◆ **OBJECTIVE**:
Repeat every entry word for word, skipping the pictures.

[Extracted data entries]
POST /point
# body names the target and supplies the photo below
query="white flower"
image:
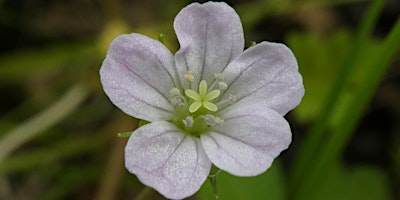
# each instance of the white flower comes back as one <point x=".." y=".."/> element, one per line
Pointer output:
<point x="211" y="103"/>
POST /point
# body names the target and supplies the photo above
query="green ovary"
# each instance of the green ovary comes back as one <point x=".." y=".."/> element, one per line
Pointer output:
<point x="194" y="110"/>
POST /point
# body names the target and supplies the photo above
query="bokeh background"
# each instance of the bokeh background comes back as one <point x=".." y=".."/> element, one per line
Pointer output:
<point x="58" y="130"/>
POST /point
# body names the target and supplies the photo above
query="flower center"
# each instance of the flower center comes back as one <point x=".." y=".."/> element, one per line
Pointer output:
<point x="202" y="98"/>
<point x="195" y="111"/>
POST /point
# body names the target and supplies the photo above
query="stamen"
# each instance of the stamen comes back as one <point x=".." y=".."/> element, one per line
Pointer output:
<point x="174" y="92"/>
<point x="222" y="85"/>
<point x="190" y="76"/>
<point x="188" y="121"/>
<point x="176" y="102"/>
<point x="232" y="99"/>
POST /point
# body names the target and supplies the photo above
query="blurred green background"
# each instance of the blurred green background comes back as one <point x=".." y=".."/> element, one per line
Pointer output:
<point x="58" y="130"/>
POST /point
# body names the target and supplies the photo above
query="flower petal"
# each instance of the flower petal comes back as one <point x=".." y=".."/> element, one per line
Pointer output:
<point x="210" y="35"/>
<point x="137" y="74"/>
<point x="248" y="140"/>
<point x="266" y="73"/>
<point x="164" y="158"/>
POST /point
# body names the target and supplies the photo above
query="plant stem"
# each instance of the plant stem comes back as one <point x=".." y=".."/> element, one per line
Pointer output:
<point x="42" y="121"/>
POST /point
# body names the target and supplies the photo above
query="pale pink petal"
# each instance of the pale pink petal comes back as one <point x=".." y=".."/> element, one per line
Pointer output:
<point x="210" y="35"/>
<point x="250" y="138"/>
<point x="137" y="74"/>
<point x="266" y="73"/>
<point x="167" y="160"/>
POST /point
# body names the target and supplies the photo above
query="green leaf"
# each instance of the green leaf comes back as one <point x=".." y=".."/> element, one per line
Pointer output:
<point x="269" y="185"/>
<point x="362" y="182"/>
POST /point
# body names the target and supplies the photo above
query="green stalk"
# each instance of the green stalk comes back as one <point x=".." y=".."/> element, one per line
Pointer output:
<point x="42" y="121"/>
<point x="313" y="141"/>
<point x="340" y="137"/>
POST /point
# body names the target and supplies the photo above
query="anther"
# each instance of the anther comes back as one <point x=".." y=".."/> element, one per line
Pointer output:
<point x="222" y="85"/>
<point x="176" y="102"/>
<point x="174" y="92"/>
<point x="189" y="77"/>
<point x="188" y="121"/>
<point x="219" y="77"/>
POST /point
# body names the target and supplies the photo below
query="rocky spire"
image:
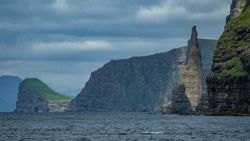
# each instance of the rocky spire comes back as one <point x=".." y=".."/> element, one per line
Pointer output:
<point x="193" y="54"/>
<point x="192" y="77"/>
<point x="237" y="8"/>
<point x="194" y="40"/>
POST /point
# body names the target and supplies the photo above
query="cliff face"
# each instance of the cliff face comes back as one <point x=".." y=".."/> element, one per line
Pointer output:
<point x="8" y="92"/>
<point x="180" y="101"/>
<point x="229" y="81"/>
<point x="137" y="84"/>
<point x="35" y="96"/>
<point x="237" y="8"/>
<point x="191" y="75"/>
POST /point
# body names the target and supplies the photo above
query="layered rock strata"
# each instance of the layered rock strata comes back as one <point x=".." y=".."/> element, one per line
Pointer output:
<point x="229" y="81"/>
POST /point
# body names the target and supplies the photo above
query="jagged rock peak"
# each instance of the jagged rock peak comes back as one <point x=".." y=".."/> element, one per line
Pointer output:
<point x="237" y="7"/>
<point x="194" y="37"/>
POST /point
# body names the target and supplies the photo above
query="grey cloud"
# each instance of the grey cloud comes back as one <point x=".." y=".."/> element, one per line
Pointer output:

◆ **FULL ANSWER**:
POST /point
# body names the target and supplies the photo below
query="white flower"
image:
# each instance of the white flower comes back as one <point x=".." y=".."/> element, one per line
Pointer output:
<point x="211" y="103"/>
POST /point
# body names the target and supplies the photo above
query="green ovary"
# each instance of the green ovary comes back as one <point x=".." y=".."/> element, one per line
Pointer output:
<point x="194" y="110"/>
POST /point
# body names the target and supplies the photo above
query="bokeh background"
# each instance of the bokeh background comes back as one <point x=".." y=".."/> element, one per line
Pointer output:
<point x="58" y="130"/>
POST /point
# body names the target and supplies the photo above
query="flower center"
# each instance of the flower center comes back as one <point x=".." y=".."/> element, one per line
Pointer output:
<point x="202" y="98"/>
<point x="195" y="111"/>
POST /point
# body names the target and supplies the photo above
query="stamen"
# each instance of the stamen comes back as one <point x=".." y=".."/> element, one per line
Pointer output:
<point x="174" y="92"/>
<point x="222" y="85"/>
<point x="190" y="76"/>
<point x="188" y="121"/>
<point x="176" y="102"/>
<point x="232" y="99"/>
POST /point
# body names the target and supplies the photo above
query="blurred green background"
# each instance of the blurred green background comes back as one <point x=".." y=".."/> element, one per line
Pointer output:
<point x="58" y="130"/>
POST /point
# body names the target and supplies the photo above
query="flower petal"
# each instance of the flower petal comes back as one <point x=".." y=".."/> element, one per line
Pointer output:
<point x="210" y="35"/>
<point x="137" y="74"/>
<point x="248" y="140"/>
<point x="266" y="73"/>
<point x="164" y="158"/>
POST /point
# body names the target and supplies the photo above
query="plant stem"
# each instance of the plant stem comes back as one <point x=".." y=".."/> element, one per line
Pointer output:
<point x="42" y="121"/>
POST /point
# body names the target and supplies the photo above
query="pale pink petal"
# each instance of the pale pink petal comes back as one <point x=".." y=".."/> element, one per line
Pointer output:
<point x="210" y="35"/>
<point x="250" y="138"/>
<point x="137" y="74"/>
<point x="266" y="73"/>
<point x="167" y="160"/>
POST /point
# body names the target and supplies the photo above
query="green leaf"
# each instance of the green leaf comes back as one <point x=".." y=".."/> element, one per line
Pointer output:
<point x="269" y="185"/>
<point x="362" y="182"/>
POST /point
# body names the target and supplies the photo above
query="green stalk"
# each instance of the green stalk comes back as one <point x=".." y=".."/> element, one per line
Pointer output:
<point x="42" y="121"/>
<point x="313" y="141"/>
<point x="340" y="137"/>
POST /point
# body names the target and supplies the photo above
query="anther"
# each instance of the anther comes back as one <point x=".." y=".."/> element, one per line
Pointer output:
<point x="222" y="85"/>
<point x="176" y="102"/>
<point x="174" y="92"/>
<point x="189" y="77"/>
<point x="188" y="121"/>
<point x="219" y="77"/>
POST /point
# body names the target and supplies the photo below
query="rocky spire"
image:
# each instance of the rocky spire comes back as one <point x=".." y=".."/> element, one per line
Pointer output:
<point x="193" y="54"/>
<point x="192" y="77"/>
<point x="237" y="8"/>
<point x="194" y="40"/>
POST /point
# body names the target and supplies the photo above
query="cliff face"
# each instance of the cliff face comes back as one <point x=".." y=".."/> element, one per line
Pointer output:
<point x="8" y="92"/>
<point x="180" y="101"/>
<point x="229" y="81"/>
<point x="137" y="84"/>
<point x="35" y="96"/>
<point x="237" y="8"/>
<point x="191" y="75"/>
POST /point
# body names the target and supplies the photo above
query="layered rock strata"
# each instance of the layered rock strata comes back as one <point x=".." y=".."/> element, one per line
Pointer output:
<point x="229" y="81"/>
POST /point
# body names the target and supplies the photo above
query="jagged rock peak"
# each instance of the jagged rock peak comes back as one <point x=".." y=".."/> element, one per line
Pointer output:
<point x="237" y="7"/>
<point x="194" y="37"/>
POST /point
# body names the target and supplies the photo above
query="grey cloud"
# each instance of the grey cloud comes back as one <point x=".." y=".."/> element, one per line
Pointer output:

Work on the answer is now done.